─── Aangeleverde tekst ───

De volgende ochtend plenst het dat het giet. De hele dag door. Juist op deze dag moeten we een stuk door weg werkzaamheden. Dat is dus kilometers door modder en keien rijden. Erg moe komen we aan in Destruction Bay, waar we maar weer in een motel gaan. Het is niet goed voor ons budget maar wel voor de rust.

Ontmoeting II


In Haines Junction houden we alweer een rustdag. Na alle drukte van de vorige vakantie in Bolivia wilden we het dit jaar heel anders. Een langere tijd weg in een land waar we gewoon kunnen eten en iedereen verstaan en niet al gekke afstanden fietsen over asfalt. Tot nu toe lukt dat aardig. We weten nog niet wat ons te wachten staat.

───

Jouw opdracht:
Wil je het reisverslag woordelijk overnemen, van "De volgende ochtend" tot "voor de rust."? De lijst die hierna volgt, komt uit een andere bron.

─── Bronmateriaal ───

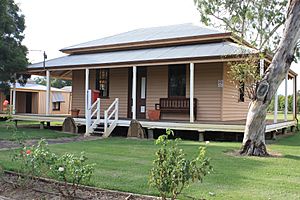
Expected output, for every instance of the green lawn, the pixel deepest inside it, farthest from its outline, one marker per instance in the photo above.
(8, 132)
(280, 116)
(124, 164)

───

Antwoord:
De volgende ochtend plenst het dat het giet. De hele dag door. Juist op deze dag moeten we een stuk door weg werkzaamheden. Dat is dus kilometers door modder en keien rijden. Erg moe komen we aan in Destruction Bay, waar we maar weer in een motel gaan. Het is niet goed voor ons budget maar wel voor de rust.